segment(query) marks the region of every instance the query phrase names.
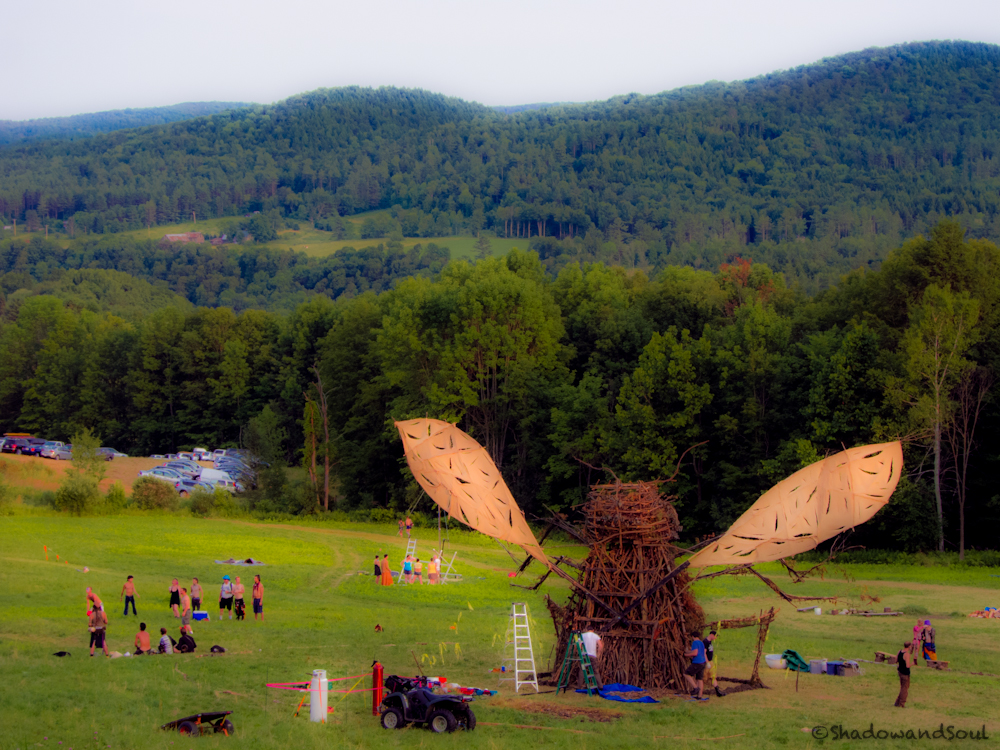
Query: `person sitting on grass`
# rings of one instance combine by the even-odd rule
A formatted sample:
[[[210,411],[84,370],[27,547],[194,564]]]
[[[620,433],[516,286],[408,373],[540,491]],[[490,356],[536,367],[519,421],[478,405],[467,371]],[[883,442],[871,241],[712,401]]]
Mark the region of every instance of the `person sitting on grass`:
[[[417,583],[424,582],[424,564],[420,562],[419,557],[413,562],[413,573],[416,576]]]
[[[427,563],[427,583],[433,586],[437,582],[438,582],[438,563],[437,563],[437,558],[432,555],[430,562]]]
[[[392,568],[389,567],[389,555],[382,556],[382,585],[392,585]]]
[[[191,609],[195,612],[201,611],[201,584],[197,578],[191,579]]]
[[[375,580],[379,586],[382,585],[382,567],[378,564],[378,555],[375,555]]]
[[[240,583],[240,577],[236,576],[236,583],[233,584],[233,606],[236,608],[236,619],[242,620],[247,607],[243,601],[243,594],[246,592],[246,587]]]
[[[101,601],[101,597],[94,593],[94,590],[87,586],[87,615],[90,615],[92,609],[104,609],[104,603]]]
[[[407,555],[403,558],[402,578],[407,583],[413,583],[413,558]]]
[[[174,653],[174,639],[167,635],[166,628],[160,628],[160,653],[161,654],[172,654]]]
[[[922,638],[923,657],[929,667],[932,661],[937,661],[937,644],[934,643],[937,639],[937,630],[931,626],[930,620],[924,620]]]
[[[181,625],[181,639],[177,641],[177,653],[193,654],[198,644],[194,642],[194,634],[190,625]]]
[[[897,708],[906,708],[910,694],[910,667],[917,663],[913,657],[913,641],[903,641],[903,648],[896,654],[896,671],[899,673],[899,695],[893,703]]]
[[[691,664],[684,670],[684,679],[691,689],[691,700],[707,701],[702,693],[705,690],[705,643],[701,633],[692,633],[691,650],[684,654],[691,659]]]
[[[181,625],[191,624],[191,596],[188,590],[181,586]]]
[[[94,655],[94,647],[97,646],[102,651],[104,651],[105,656],[110,656],[108,654],[108,642],[107,642],[107,627],[108,627],[108,616],[104,614],[104,610],[100,609],[97,605],[90,611],[90,617],[87,620],[90,630],[90,655]]]
[[[715,670],[715,636],[716,632],[712,630],[709,632],[708,637],[702,639],[702,643],[705,644],[705,682],[711,680],[715,694],[721,698],[722,691],[719,690],[719,674]]]
[[[174,617],[181,616],[181,585],[177,583],[175,578],[170,582],[170,609],[174,613]]]
[[[149,633],[146,632],[146,623],[139,623],[139,632],[135,634],[135,655],[148,654],[151,651],[149,646]]]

---

== Your instructions ==
Print each line of the listing exactly and include no pictures.

== Output of the exercise ==
segment(query) marks the region of every instance the query phrase names.
Query: `person sitting on grass`
# rings of one instance combine by the even-odd rule
A formatted sample:
[[[210,411],[84,370],[27,547],[194,564]]]
[[[620,433],[516,286],[408,373],[540,491]],[[490,356],[536,367],[519,421],[478,405],[467,371]],[[883,442],[871,241],[712,401]]]
Mark the region of every instance of the `person sitting on grass`:
[[[417,583],[424,582],[424,564],[420,562],[419,557],[413,562],[413,573],[416,576]]]
[[[427,563],[427,583],[433,586],[437,582],[438,582],[438,563],[437,563],[437,558],[432,555],[430,562]]]
[[[392,568],[389,567],[389,555],[382,556],[382,585],[392,585]]]
[[[191,609],[195,612],[201,611],[201,584],[197,578],[191,579]]]
[[[375,580],[379,586],[382,585],[382,567],[378,564],[378,555],[375,555]]]
[[[240,583],[240,577],[236,576],[236,583],[233,584],[233,606],[236,608],[236,619],[242,620],[247,607],[243,601],[243,594],[246,592],[246,587]]]
[[[101,601],[101,597],[94,593],[94,590],[87,586],[87,615],[90,615],[92,609],[104,609],[104,603]]]
[[[407,555],[403,558],[402,578],[407,583],[413,583],[413,558]]]
[[[174,653],[174,639],[167,635],[166,628],[160,628],[160,653],[161,654],[172,654]]]
[[[922,638],[923,657],[929,667],[932,661],[937,661],[937,644],[934,643],[937,639],[937,630],[931,626],[930,620],[924,620]]]
[[[181,625],[181,639],[177,641],[177,653],[193,654],[198,644],[194,642],[194,634],[190,625]]]
[[[897,708],[906,708],[910,694],[910,667],[917,663],[913,657],[913,641],[903,641],[903,648],[896,654],[896,671],[899,673],[899,695],[893,703]]]
[[[691,664],[684,670],[684,679],[691,689],[691,700],[707,701],[702,693],[705,690],[705,643],[701,633],[692,633],[691,650],[684,654],[691,659]]]
[[[181,625],[191,624],[191,596],[188,590],[181,586]]]
[[[94,655],[94,647],[97,646],[102,651],[104,651],[105,656],[110,656],[108,654],[108,642],[107,642],[107,627],[108,627],[108,616],[104,614],[104,610],[100,609],[97,605],[90,611],[90,617],[87,620],[90,630],[90,655]]]
[[[715,670],[715,636],[716,632],[712,630],[709,632],[708,637],[702,639],[702,643],[705,644],[705,682],[711,680],[715,694],[721,698],[722,691],[719,690],[719,674]]]
[[[174,617],[181,616],[181,585],[177,583],[175,578],[170,582],[170,609],[174,613]]]
[[[149,633],[146,632],[146,623],[139,623],[139,632],[135,634],[135,655],[148,654],[151,651],[149,646]]]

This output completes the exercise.